Texto dado:

********************

Por Juan Terranova
El pasado 3 de febrero se cumplieron doscientos años de que el Sargento Juan Bautista Cabral, parte del recién fundado cuerpo de granaderos argentinos, murió en combate. Wikipedia dice que era hijo de José Jacinto Cabral, un indígena guaraní, y de Carmen Robledo, un esclava de origen angoleño, y que ambos prestaban servicio al estanciero Luis Cabral. El reparto del apellido en este triángulo procreador genera sutiles suspicacias en las que la escuela primaria decide no detenerse, lo cual no evitaba una imaginación picaresca. En mi paso por las aulas elementales, Cabral quedaba muy rápido sindicado como milico grueso y obcecado chupamedias, algo fantasmal, algo torpe, y sobre todo bastante secundario. Su contorno podía remitir, según el ánimo, a Sancho Panza o incluso al sebáceo Sargento Garcia, degradado enemigo del Zorro. ¿Por qué lo fantaseábamos gordo? Los juegos de contrastes eran fáciles y forzaban las relaciones. El San Martín de Billiken tiene bastante de Quijote. Montado sobre la idea altruista de justicia que pregonaba, la asociación con Don Diego de la Vega y canal 13 resultaba obvia.
¿Cabral era negro?
Más allá de la primaria, la figura de Cabral aporta al imaginario argentino y al habla de nuestra patria dos textos literarios. Uno es la frase que lo hace famoso: “Muero contento, hemos batido al enemigo”. ¿La dijo? ¿No la dijo? ¿Se la hicieron decir como a un muerto vivo? Poco importa. Ahí está, resonando desde el nacimiento mismo de la revolución y la independencia. Repetida hasta el hartazgo, se constituye como un intento pedagógico destinado a generarle a Cabral una aleccionadora imagen de Sócrates castrense. Primero está la libertad de la patria y la consecuente guerra, después estamos los individuos. Por eso debemos aceptar que nuestro destino personal se vea condicionado por una entidad superior. Eso, no otra cosa, es ser patriota. (Martín Kohan escribió un cuento anodino y desabrido titulado “Muero contento” que seguramente tiene su origen en uno de los ya clásicos ingenios de Ricardo Piglia. El autor de Respiración artificial describe a la historia argentina como el monólogo interminable y alucinado del sargento Cabral en el momento de su muerte, pero transcrito por Roberto Arlt.)

********************

(Extractos del conjunto de datos sobre señalar objetos)
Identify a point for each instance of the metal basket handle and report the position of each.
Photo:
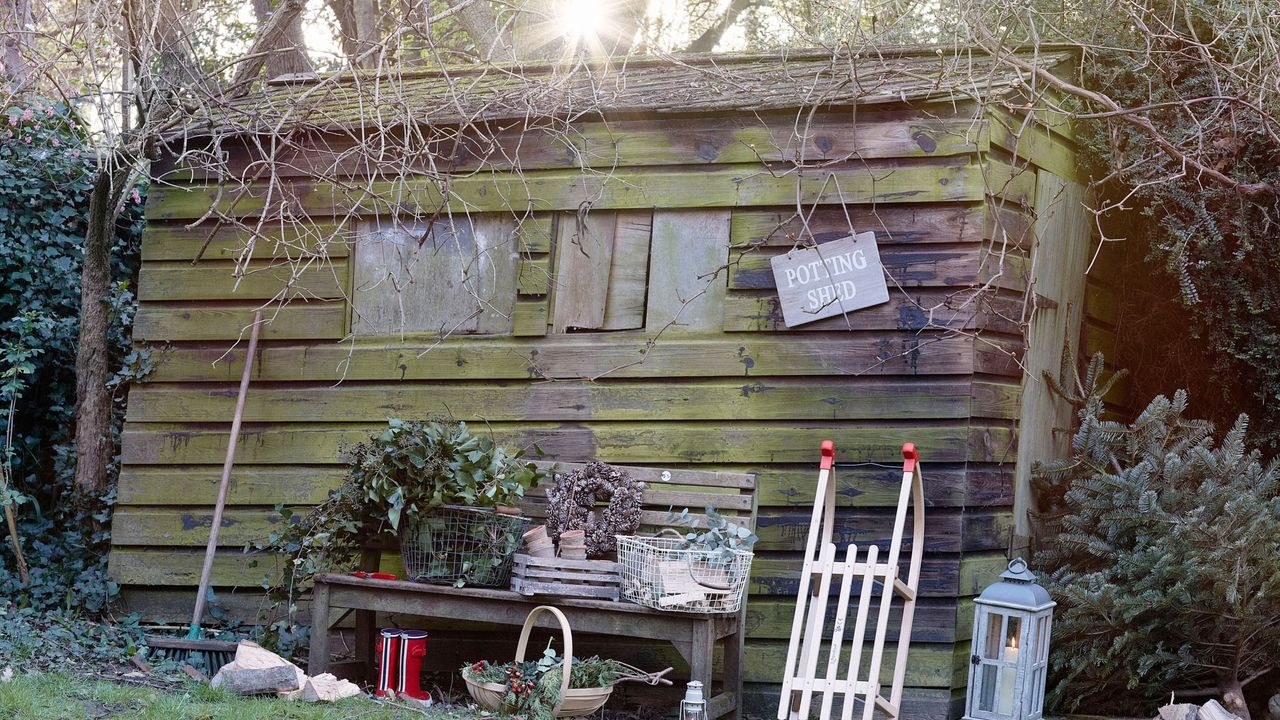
(568, 643)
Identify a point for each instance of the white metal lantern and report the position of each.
(694, 706)
(1010, 648)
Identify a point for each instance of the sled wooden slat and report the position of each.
(800, 671)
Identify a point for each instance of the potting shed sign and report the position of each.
(828, 279)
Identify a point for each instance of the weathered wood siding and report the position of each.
(682, 224)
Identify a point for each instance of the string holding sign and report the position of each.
(830, 279)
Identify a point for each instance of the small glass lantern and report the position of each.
(694, 706)
(1010, 648)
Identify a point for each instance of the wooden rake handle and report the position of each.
(208, 569)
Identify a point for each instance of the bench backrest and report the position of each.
(667, 490)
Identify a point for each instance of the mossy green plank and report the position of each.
(769, 618)
(188, 527)
(319, 279)
(909, 223)
(926, 181)
(535, 232)
(764, 399)
(581, 356)
(158, 322)
(1014, 183)
(197, 484)
(915, 310)
(904, 265)
(306, 238)
(181, 566)
(534, 276)
(530, 317)
(1033, 142)
(993, 399)
(159, 443)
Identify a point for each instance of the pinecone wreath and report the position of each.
(571, 505)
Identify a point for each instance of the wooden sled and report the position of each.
(800, 679)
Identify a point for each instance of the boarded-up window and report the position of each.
(602, 270)
(452, 276)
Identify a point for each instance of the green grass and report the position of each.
(54, 696)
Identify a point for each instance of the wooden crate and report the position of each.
(562, 577)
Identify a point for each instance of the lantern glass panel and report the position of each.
(1013, 627)
(987, 688)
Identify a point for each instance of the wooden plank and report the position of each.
(627, 142)
(584, 253)
(310, 279)
(688, 270)
(159, 443)
(452, 276)
(168, 322)
(535, 232)
(316, 237)
(197, 484)
(534, 274)
(498, 359)
(531, 317)
(992, 399)
(1029, 140)
(762, 399)
(915, 223)
(629, 272)
(1063, 232)
(1014, 182)
(949, 180)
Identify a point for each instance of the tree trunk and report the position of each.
(357, 28)
(708, 40)
(92, 361)
(288, 51)
(14, 24)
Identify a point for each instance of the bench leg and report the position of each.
(366, 634)
(734, 659)
(318, 660)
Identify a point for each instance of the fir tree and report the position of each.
(1165, 557)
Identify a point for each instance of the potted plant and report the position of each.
(429, 483)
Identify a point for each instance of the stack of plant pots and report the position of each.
(574, 545)
(538, 543)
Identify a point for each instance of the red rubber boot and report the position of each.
(410, 671)
(388, 659)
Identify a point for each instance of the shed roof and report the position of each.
(672, 83)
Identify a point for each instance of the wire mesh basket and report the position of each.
(658, 573)
(461, 546)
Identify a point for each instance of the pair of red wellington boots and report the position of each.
(400, 664)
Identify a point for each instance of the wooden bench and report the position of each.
(693, 636)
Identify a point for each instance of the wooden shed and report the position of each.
(583, 260)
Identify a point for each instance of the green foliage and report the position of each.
(398, 473)
(45, 177)
(534, 686)
(721, 534)
(416, 465)
(1162, 557)
(1220, 247)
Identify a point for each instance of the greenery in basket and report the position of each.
(408, 468)
(533, 686)
(722, 536)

********************

Objetivos:
1. Enumera todos los escritores que se nombran dentro del paréntesis final del texto sobre el sargento Cabral.
2. Continúa el texto sobre el sargento Cabral a partir de su última oración.
Las filas son un material aparte, independiente del texto sobre el sargento Cabral.

Las respuestas:
1. Martín Kohan, Ricardo Piglia y Roberto Arlt.

2.
El segundo texto viene con música y es la letra de la Marcha San Lorenzo. Esta marcha, entonada incansablemente por los escolares de todo el país, sufrió una serie de usos menos educativos. Lo primero que existió fue la música, compuesta en 1901 por por un uruguayo naturalizado argentino llamado Cayetano Alberto Silva. Seis años después, en 1907, un tal Carlos Benielli le puso letra. Silva y Benielli de criollos tenían poco, así que la marcha es producto de la inmigración. Luego, se dice que fue “regalada” al Ejército Alemán por el Ejército Argentino cuando se adoptó el modernizador modelo prusiano. A cambio los alemanes ofrecieron la marcha Alte Kameraden, en español conocida como «Viejos Camaradas».
Cuando derrotó a Francia, ¿la Wehrmacht desfiló, terrible, sobre París mientras las bandas tocaban nuestra marcha independentista? Hay comentarios que lo afirman. Si estos datos no alcanzan para escucharla con interés, la reivindicación completa llega con Billy Bond y la pesada del rock and roll que hicieron de la melodía y la letra una canción de guerra liberadora y no apenas una muleta represiva de adoctrinamiento.
Los versos en que aparece Cabral son una expansión en tercera persona, paisajista y conclusiva, de la famosa frase final. El máximo riesgo estilístico que corre el letrista es yuxtaponer “rendir la vida” y en el acto convertirse en inmortal: «Cabral, soldado heroico,/ cubriéndose de gloria,/ cual precio a la victoria,/ su vida rinde, haciéndose inmortal». ¿Qué habría pasado si Cabral no hubiese intervenido salvando a San Martín? ¿Qué oscura, o peor, qué feliz ucronía se esconde ahí?
Cayetano Alberto Silva
La famosa frase de Cabral encuentra, mucho después, un eco en otra frase, dicha por otro militar anónimo a fines del siglo XX y en otro contexto revolucionario. En la medianoche del 9 de junio de 1956, Rodolfo Walsh juega al ajedrez en un café ubicado frente a la Plaza San Martín, en La Plata. De pronto, se escuchan tiros. Walsh sale a la calle y comienza a caminar rumbo a su casa, en la calle 54. También camina rumbo a un libro que lo va a hacer famoso pero no lo sabe. Cuando por fin llega a su casa, descubre que hay soldados en las terrazas y azoteas. Pegado a la persiana del frente, Walsh escucha cómo muere un conscripto. En el medio del tiroteo lo escucha decir “¡No me dejen solo, hijos de puta!”. Walsh ha sido violentado, escolarizado y canonizado por distintos sectores de la sociedad. Los periodistas y los militantes no se cansan de hacerle el amor a su cadáver. La frase que cito es mucho menos recordada y evidencia toda la materialidad y procacidad de la muerte.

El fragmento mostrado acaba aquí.